GIVEN PROBLEM: Return all of the items below line for line, unchanged, but omit the pictures.

-.-.-

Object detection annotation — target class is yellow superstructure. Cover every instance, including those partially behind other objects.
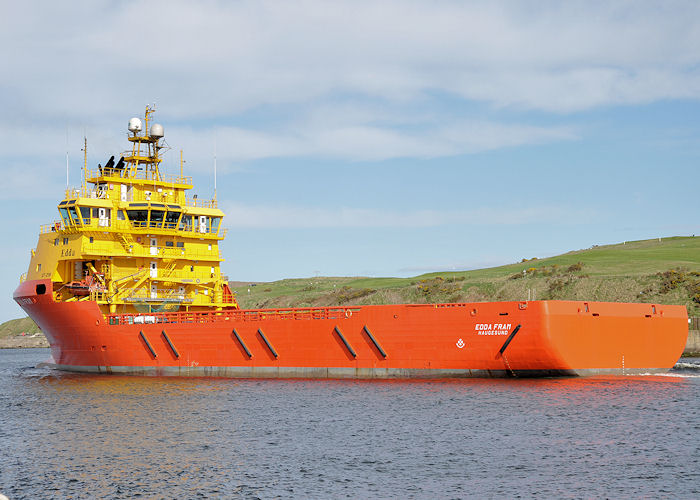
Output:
[23,108,238,313]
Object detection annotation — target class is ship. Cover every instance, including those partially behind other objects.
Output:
[13,107,688,379]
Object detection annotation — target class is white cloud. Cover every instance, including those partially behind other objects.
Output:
[223,203,591,229]
[0,0,700,119]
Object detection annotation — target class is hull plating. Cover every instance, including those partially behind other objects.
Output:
[14,280,688,378]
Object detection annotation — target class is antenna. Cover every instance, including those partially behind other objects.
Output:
[66,125,70,189]
[83,133,87,189]
[214,138,216,200]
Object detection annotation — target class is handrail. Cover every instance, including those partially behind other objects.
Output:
[83,243,221,259]
[104,306,361,325]
[85,168,192,186]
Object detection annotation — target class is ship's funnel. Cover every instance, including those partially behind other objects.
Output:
[149,123,163,139]
[129,118,143,134]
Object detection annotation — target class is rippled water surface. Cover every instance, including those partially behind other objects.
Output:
[0,349,700,499]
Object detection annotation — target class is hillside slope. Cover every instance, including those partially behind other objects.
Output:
[0,237,700,339]
[232,237,700,315]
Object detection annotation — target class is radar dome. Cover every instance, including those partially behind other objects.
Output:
[150,123,163,139]
[129,118,143,133]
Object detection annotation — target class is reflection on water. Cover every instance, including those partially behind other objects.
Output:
[0,350,700,498]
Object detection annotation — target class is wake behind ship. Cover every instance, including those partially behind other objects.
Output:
[14,108,688,378]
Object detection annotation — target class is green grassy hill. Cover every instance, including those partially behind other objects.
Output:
[0,237,700,338]
[0,318,40,339]
[232,237,700,316]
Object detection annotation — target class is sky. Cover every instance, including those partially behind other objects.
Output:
[0,0,700,321]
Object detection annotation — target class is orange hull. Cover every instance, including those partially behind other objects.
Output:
[14,280,688,378]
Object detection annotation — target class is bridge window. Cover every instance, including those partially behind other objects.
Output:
[79,207,91,225]
[180,215,192,231]
[68,207,80,224]
[163,210,182,229]
[126,208,148,227]
[58,208,71,226]
[150,210,165,227]
[211,217,221,234]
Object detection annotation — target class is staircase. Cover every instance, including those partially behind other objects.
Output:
[114,231,134,253]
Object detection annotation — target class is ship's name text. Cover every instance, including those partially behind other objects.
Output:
[474,323,510,335]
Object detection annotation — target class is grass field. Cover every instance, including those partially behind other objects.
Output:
[0,237,700,338]
[232,237,700,315]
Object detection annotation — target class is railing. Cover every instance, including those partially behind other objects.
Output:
[83,243,221,259]
[39,218,228,238]
[123,288,194,303]
[39,220,65,234]
[104,307,361,325]
[185,198,219,208]
[85,168,192,186]
[66,188,110,200]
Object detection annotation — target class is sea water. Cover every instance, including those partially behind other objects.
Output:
[0,349,700,499]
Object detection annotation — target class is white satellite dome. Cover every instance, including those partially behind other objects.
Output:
[149,123,163,139]
[129,118,143,133]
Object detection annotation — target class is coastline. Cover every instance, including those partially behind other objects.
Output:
[0,333,49,349]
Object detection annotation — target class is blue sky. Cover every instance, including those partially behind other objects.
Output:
[0,0,700,320]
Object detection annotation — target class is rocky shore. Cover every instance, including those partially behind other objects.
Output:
[0,333,49,349]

-.-.-

SOLUTION TO THIS TASK:
Object detection annotation — target class is yellow superstructure. Cover every instance, including those partially behind other objects.
Output:
[23,108,238,313]
Object detection annotation — target class is ship. Cover every instance, including those partially behind other objects.
Output:
[13,107,688,379]
Object detection annotation — target class is white cloud. Cover every instance, including those partially behind other objects.
Output:
[223,203,591,229]
[0,0,700,119]
Object detection annotation — target class is hull plating. Cover every instance, including those partially behind other objects.
Output:
[14,280,688,378]
Object detection annotation — target class is antenna. Cover every instance, including those partially behind other objects.
Output:
[66,125,70,189]
[83,133,87,189]
[214,138,216,200]
Object detection annotation — target class is handrail. Cover every instance, including those partially behind other objects.
Output:
[83,243,221,259]
[104,306,361,325]
[85,168,192,186]
Object detection annotation — target class is ship's funnel. Cover every instance, including those partially behind other objects.
Output:
[149,123,163,139]
[129,118,143,134]
Object detection annotation — target class is rippled water surface. Cover every instance, including those partially behind other objects.
Output:
[0,349,700,499]
Object detection annotation — target class is hillside slope. Cover every instance, including those partially behind other objects.
Output:
[0,237,700,339]
[232,237,700,315]
Object detection annotation — target class is radar dome. Cover every instance, including those partially behind other objects.
Output:
[150,123,163,139]
[129,118,143,133]
Object detection annotation — target class is reflection on water. Cover every instance, including those partially behind other objects.
Output:
[0,350,700,498]
Object detection annotation — target class is wake behind ship. Cover every instance, including those partially behind other objects.
Output:
[14,108,688,378]
Object detection annotation — target class is green grassy hill. Cover every instance, including those partially behind other objects.
Output:
[0,237,700,338]
[0,318,40,339]
[232,237,700,316]
Object detection annotation — target class is sky. Cover every instance, including those partially behind other objects.
Output:
[0,0,700,321]
Object detection annotation — target class is orange hull. Cover every instance, including those partially behind other objects.
Output:
[14,280,688,378]
Object detection annotation — target class is bridge window. Cover every instance, including those partially behind other objects.
Output:
[79,207,91,225]
[180,215,192,231]
[68,207,80,224]
[163,210,182,229]
[126,208,148,227]
[58,208,71,226]
[150,210,165,227]
[211,217,221,234]
Object detection annotation — target class is staircase. Cover every instance, including those partially behind other objects.
Output:
[114,231,134,253]
Object detection annotation — target class is ship's name text. Cover every instance, including those partially behind other objects.
Output:
[474,323,510,335]
Object detection annotation — target class is grass field. Cover every instance, including those partially behind other objects.
Output:
[0,237,700,338]
[232,237,700,315]
Object detection annotation — target class is railing. Cover every instance, including those partially behind other objects.
Output:
[83,243,221,259]
[39,218,228,238]
[123,288,194,303]
[39,220,65,234]
[104,307,361,325]
[185,198,219,208]
[85,168,192,186]
[66,188,110,200]
Object detection annotation — target class is sea water. Cover every instance, including those partially behind other objects.
Output:
[0,349,700,499]
Object detection annotation — target class is white satellite dome. Cover every instance, including those partially behind other objects.
Output:
[149,123,163,139]
[129,118,143,133]
Object detection annotation — target class is coastline. Cover every instance, including those partially behind other objects.
Output:
[0,333,49,349]
Object detection annotation — target class is blue sky. Cover every instance, including those partially behind other objects.
Output:
[0,0,700,320]
Object detection annotation — target class is rocky shore. Cover every instance, including those partially behind other objects.
Output:
[0,333,49,349]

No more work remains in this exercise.